— Begin Task inputs —

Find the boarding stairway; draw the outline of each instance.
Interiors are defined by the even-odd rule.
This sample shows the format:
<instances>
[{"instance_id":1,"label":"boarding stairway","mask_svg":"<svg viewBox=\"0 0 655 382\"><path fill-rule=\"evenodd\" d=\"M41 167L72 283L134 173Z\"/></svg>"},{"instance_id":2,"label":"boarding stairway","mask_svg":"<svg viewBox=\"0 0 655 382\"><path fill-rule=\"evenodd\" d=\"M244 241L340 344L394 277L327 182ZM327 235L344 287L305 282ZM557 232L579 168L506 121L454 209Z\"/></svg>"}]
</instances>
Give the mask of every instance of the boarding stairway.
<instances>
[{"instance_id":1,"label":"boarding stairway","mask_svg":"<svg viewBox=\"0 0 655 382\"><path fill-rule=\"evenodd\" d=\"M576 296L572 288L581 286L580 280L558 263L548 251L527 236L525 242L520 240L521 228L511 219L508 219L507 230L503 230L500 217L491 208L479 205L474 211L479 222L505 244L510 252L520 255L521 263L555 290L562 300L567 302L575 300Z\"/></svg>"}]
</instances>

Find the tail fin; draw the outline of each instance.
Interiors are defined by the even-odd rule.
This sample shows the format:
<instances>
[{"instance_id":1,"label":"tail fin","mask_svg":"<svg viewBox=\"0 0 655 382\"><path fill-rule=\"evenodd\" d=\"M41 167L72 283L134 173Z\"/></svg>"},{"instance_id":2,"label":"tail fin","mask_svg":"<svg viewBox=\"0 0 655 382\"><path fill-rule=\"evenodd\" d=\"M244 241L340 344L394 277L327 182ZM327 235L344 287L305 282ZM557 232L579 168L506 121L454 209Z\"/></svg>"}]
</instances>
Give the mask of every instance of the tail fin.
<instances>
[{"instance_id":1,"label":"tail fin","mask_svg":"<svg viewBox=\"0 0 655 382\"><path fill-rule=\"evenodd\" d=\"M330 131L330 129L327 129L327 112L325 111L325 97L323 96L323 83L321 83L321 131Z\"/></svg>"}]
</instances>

— End Task inputs —

Please edit the part of the data that opens at its start and closes with the line containing "Give the mask of every instance of the boarding", swapping "boarding stairway" for "passenger stairs" and leaving everything else unchanged. Return only that edited part.

Find the passenger stairs; draw the outline of each instance.
Interiors are defined by the even-odd rule.
This sample shows the format:
<instances>
[{"instance_id":1,"label":"passenger stairs","mask_svg":"<svg viewBox=\"0 0 655 382\"><path fill-rule=\"evenodd\" d=\"M41 167L72 283L134 173Z\"/></svg>"},{"instance_id":2,"label":"passenger stairs","mask_svg":"<svg viewBox=\"0 0 655 382\"><path fill-rule=\"evenodd\" d=\"M244 241L340 344L394 277L327 182ZM327 235L344 287L305 282ZM557 232L579 168L506 121L454 209Z\"/></svg>"}]
</instances>
Give the mask of every instance of the passenger stairs.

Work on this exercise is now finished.